Requirement 1:
Answer these questions from the placement account:
(a) What was the author studying, and at which university?
(b) Which two isotopes were used in the stable isotope labelling experiments?
(c) Where did the team go on its field trip during the first week of the placement?
Requirement 2: Write the next part of the placement account, picking up after its last sentence.

Selected extract:

Author: Emily Kovnatore, BSc Chemistry, University of Aberdeen

Project: Trophic structure and functioning of the macrofauna community in Loch Creran investigated via dual stable isotope labelling experiments

Supervisor: Ursula WitteAnton Kuech, School of Biological Sciences, University of Aberdeen.

Emily working in the lab. Photo credit: Emily Kovnatore

Hello, I’m currently a BSc Chemistry student at the University of Aberdeen, in my final year. A few days before my final exam in May, I received an email advertising several placements. One of them particularly caught my attention when I discovered it was related to marine biology. During my third year, I studied environmental chemistry, which piqued my interest in this area. When I saw the opportunity to apply for this placement, I felt excited. I wanted to explore something different and see if marine biology might be a future career path for me, even though I had limited prior knowledge in the field. The project that intrigued me was titled: ‘Trophic structure and functioning of the macrofauna community in Loch Creran investigation via dual stable isotope labelling experiments.’

The primary goal of this research was to gain a deeper understanding of how the macrofauna community in Loch Creran interacts, functions, and is structured in terms of feeding relationships and ecological roles. This was achieved through stable isotope labelling experiments (SIA) involving 13C and 15N elements, a classic method for tracing food sources within the microfauna community. SIA serves as a kind of ‘fingerprint’ that helps scientists answer questions about food web dynamics, carbon and nutrient cycling, migration patterns of the macrofauna community, and the impact of environmental changes on the ecosystem. The research was divided into smaller objectives, and during my time with the team, my focus was on:

During the first week of my placement, the team and I embarked on a field trip to the Ythan estuary to collect macrofauna species, including crustaceans, bivalves, gastropods, polychaete crabs, jellyfish, and brittlestar, some examples of species can be seen in photos below. We conducted SIA to ensure the instruments were providing accurate results before analysing Loch Creran samples.


For the next 3-4 weeks, my daily tasks in the lab included analysing macrofauna species from the Ythan estuary. This involved taking pictures, identifying specimens, drying them in the oven, weighing them, acidifying, weighing again, drying once more, bull milling, and packing them into small circles for subsequent 13C and 15N SIA. I can confidently say that I gained proficiency in the skill of weighing, as it played a significant role in our research. 😀


The second part of the project involved analysing samples from Loch Creran, following a similar process to what we did with the Ythan samples. However, in this case, we needed to be more caution and use specialized equipment to prevent any contamination. Unfortunately, my placement concluded before we received the results of the analysis, but I did get a chance to look through some data from the SIA conducted on the Ythan estuary samples.

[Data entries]
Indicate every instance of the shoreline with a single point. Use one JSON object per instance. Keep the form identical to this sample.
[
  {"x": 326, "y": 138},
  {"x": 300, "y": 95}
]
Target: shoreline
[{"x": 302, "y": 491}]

Expected answer 1:
(a) A BSc in Chemistry at the University of Aberdeen, in the final year.
(b) 13C and 15N.
(c) The Ythan estuary.

Expected answer 2:
During my internship, I participated in weekly meetings with the supervisor, PhD and master’s students, and a technician. These meetings typically revolved around discussing the progress made during the previous week, addressing general queries, and engaging in discussions related to research papers. This experience was both insightful and valuable, as it provided me with a first-hand look at how a research team operates and allowed me to immerse myself in a professional atmosphere. Among these activities, I particularly enjoyed our discussions on research papers, as they consistently expanded my knowledge base, leaving me with newfound insights after each meeting.

Polychaete: Eumida genus

During the 10-week placement, I devoted considerable thought to my future options. This experience helped me to construct a potential path for my future. I must admit, I thoroughly enjoyed learning about macrofauna species, some of which were super cute and never failed to bring a smile to my face, like this charming polychaete: Eumida genus that reminds me of a baby hippo (left).

I am extremely grateful to the PhD student with whom I primarily collaborated during my placement. He patiently taught me everything from the start and was always happy to answer any questions I had. Both he and another PhD student offered valuable insights and suggestions for potential career paths in marine industry. During the placement, I worked alongside with another REP student on the same project, and we have since become good friends. So, not only did I gain valuable experience, but I also formed meaningful connections with great people.

After the placement experience prompted me to reconsider my future path, my next step involves looking more into job opportunities in the field of marine chemistry and potentially pursuing a master’s degree in this area.